-- Trecho selecionado --
Tite x Sampaoli, um alento ao futebol bem jogado na América do Sul
Técnicos mais badalados do continente medem forças no confronto entre Brasil e Argentina
Embora em condições bastante distintas, já que a ameaça de ficar fora da Copa do Mundo pelo lado argentino contrasta com a euforia brasileira após a confirmação da vaga na Rússia, o encontro entre o estreante Jorge Sampaoli e o consolidado Tite tem um peso simbólico para o futebol sul-americano. À frente das duas maiores seleções do continente, a dupla guarda diferenças, sobretudo de personalidade, mas uma semelhança importante: ambos prezam pelo futebol bem jogado, algo que caiu em desuso no celeiro habituado a exportar craques para o mundo.
Não é de se espantar que o técnico mais longevo e bem sucedido da última década seja justamente Óscar Tabárez, que acumula 11 anos no comando da seleção uruguaia com pragmatismo e eficiência. Seu estilo conservador, comparado a Tite e Sampaoli, se justifica diante da escassez de jogadores em um país com menos habitantes que as maiores cidades brasileiras. Luta o bom combate com as armas que têm, respeitando as características dos jogadores.
Injustificável, porém, se tornou o predomínio da filosofia de futebol engessado em escolas tão profusas de talento quanto as de Brasil e Argentina. De um lado, Dunga e Luiz Felipe Scolari, em que pese o sonoro fracasso de suas passagens mais recentes pela seleção brasileira, privilegiavam força à técnica, calcados em resultados imediatos que expuseram o time a vexames na Copa do Mundo e na Copa América. Do outro, depois de Alejandro Sabella, que levou a Argentina à decisão do Mundial, Tata Martino e Patón Bauza sucumbiram por não conseguirem aproveitar o potencial de um ataque liderado por Lionel Messi.
Tite e Sampaoli, por sua vez, priorizam a bola de pé em pé, jogadas trabalhadas, intensidade na marcação e nas ações ofensivas. Assim como Tabárez, respeitam as virtudes das peças que têm à disposição. A tradição das camisas de Brasil e Argentina demanda técnicos construtores, que saibam que o resultado é tão importante quanto a forma de jogar. Duas seleções que devem ser protagonistas, inspirando tendências, em vez de se agarrarem ao jogo burocrático. Tite e Sampaoli estão à altura da missão.

-- Enunciado 1 --
Há quanto tempo, segundo o trecho sobre Tite e Sampaoli, Óscar Tabárez está no comando da seleção uruguaia?

(Entradas armazenadas)
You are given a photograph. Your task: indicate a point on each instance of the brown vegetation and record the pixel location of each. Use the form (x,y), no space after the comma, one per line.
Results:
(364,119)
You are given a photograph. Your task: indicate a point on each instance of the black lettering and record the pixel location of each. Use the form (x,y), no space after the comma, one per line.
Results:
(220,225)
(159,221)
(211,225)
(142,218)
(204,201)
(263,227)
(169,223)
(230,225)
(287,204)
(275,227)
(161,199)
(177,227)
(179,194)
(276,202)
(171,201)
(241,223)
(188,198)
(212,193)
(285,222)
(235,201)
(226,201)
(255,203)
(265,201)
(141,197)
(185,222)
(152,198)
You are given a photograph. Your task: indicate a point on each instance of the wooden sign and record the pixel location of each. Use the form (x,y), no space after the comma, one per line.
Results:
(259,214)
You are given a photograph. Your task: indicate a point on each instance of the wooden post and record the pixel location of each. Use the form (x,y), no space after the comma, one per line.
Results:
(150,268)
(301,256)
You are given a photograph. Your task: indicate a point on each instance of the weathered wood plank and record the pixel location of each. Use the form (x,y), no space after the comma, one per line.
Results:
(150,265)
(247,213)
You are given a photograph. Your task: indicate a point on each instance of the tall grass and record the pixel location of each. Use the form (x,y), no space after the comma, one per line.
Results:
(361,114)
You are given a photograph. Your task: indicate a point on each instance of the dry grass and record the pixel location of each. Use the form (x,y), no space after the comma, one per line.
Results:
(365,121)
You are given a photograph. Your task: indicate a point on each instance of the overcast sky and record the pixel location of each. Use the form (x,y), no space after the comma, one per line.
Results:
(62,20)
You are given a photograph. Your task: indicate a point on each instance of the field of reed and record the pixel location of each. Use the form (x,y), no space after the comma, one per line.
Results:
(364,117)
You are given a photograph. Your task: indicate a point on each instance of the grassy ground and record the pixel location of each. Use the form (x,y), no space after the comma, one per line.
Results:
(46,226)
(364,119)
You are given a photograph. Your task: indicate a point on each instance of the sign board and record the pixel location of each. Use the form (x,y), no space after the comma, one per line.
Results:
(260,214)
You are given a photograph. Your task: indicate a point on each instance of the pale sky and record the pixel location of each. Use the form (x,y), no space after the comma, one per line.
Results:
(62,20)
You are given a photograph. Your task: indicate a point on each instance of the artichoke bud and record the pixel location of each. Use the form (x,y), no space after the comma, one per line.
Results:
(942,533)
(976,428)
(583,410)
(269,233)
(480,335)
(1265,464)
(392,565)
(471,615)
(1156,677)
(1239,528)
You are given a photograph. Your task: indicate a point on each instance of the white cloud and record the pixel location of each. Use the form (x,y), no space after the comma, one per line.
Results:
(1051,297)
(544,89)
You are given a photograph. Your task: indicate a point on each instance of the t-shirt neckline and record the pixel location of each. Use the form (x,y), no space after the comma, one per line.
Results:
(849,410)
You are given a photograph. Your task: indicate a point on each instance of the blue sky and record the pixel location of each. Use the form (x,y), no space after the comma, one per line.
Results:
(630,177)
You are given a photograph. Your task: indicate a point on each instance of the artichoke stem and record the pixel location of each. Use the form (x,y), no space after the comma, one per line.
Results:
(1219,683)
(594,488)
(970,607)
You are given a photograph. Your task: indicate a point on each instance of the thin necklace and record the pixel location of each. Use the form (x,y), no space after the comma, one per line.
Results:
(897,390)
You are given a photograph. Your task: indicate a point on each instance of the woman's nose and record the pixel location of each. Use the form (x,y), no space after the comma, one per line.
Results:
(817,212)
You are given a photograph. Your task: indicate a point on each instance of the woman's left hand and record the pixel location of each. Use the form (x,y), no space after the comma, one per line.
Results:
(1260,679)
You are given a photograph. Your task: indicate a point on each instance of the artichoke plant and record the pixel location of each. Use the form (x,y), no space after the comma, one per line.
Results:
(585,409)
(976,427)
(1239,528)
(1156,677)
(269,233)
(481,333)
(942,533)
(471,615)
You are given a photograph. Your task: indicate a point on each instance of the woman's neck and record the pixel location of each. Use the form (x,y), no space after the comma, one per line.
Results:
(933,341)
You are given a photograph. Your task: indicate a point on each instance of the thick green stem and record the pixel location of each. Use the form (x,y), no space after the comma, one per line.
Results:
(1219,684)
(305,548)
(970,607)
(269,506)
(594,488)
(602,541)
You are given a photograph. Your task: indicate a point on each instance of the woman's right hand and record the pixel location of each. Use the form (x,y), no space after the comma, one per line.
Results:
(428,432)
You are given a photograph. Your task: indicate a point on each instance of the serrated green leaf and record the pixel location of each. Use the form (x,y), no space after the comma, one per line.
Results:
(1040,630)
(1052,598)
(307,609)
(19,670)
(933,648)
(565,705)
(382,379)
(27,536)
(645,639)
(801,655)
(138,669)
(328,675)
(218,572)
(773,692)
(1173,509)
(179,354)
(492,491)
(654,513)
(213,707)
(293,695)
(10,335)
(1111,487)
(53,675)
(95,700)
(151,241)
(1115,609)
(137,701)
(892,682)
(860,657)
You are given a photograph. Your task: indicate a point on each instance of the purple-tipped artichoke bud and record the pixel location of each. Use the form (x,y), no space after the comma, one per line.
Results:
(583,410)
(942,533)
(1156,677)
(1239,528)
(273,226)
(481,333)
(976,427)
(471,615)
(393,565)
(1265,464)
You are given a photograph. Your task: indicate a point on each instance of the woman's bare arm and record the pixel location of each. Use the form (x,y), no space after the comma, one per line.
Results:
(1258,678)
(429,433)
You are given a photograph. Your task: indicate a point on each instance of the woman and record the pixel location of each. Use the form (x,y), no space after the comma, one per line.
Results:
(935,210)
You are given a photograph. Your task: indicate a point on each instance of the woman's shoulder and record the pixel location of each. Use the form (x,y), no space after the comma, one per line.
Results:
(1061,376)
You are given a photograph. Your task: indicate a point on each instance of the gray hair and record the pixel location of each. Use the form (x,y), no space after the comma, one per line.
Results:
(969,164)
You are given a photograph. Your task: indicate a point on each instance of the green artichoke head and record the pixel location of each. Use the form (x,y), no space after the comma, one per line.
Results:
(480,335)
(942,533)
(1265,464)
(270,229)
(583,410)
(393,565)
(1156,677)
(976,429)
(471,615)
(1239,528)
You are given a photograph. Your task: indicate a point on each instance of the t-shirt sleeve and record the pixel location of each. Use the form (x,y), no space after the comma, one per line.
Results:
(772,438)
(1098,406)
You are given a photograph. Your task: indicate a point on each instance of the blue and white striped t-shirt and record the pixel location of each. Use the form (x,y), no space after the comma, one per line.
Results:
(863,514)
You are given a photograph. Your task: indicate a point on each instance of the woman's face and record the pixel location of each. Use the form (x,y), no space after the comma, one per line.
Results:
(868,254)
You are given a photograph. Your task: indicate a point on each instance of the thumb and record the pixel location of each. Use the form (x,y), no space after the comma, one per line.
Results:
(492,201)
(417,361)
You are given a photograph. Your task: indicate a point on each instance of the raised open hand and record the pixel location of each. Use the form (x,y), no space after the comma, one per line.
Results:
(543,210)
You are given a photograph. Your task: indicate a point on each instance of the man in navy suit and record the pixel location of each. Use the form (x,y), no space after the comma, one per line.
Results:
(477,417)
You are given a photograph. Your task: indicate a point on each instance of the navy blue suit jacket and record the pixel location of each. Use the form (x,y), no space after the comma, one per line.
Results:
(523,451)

-- Enunciado 2 --
Reescale as entradas armazenadas da linha que contém "man in navy" até o final delas. Reproduza todas essas linhas com os enunciados, multiplicando por 0,3 as coordenadas das respostas e arredondando-as para inteiros, com as metades arredondadas para cima.

-- Resposta 1 --
Há 11 anos.

-- Resposta 2 --
You are given a photograph. Your task: indicate a point on each instance of the man in navy suit and record the pixel location of each. Use the form (x,y), no space after the comma, one per line.
Results:
(143,125)
You are given a photograph. Your task: indicate a point on each instance of the navy blue suit jacket and record the pixel location of each. Use the form (x,y), no space after the comma, one per line.
Results:
(157,135)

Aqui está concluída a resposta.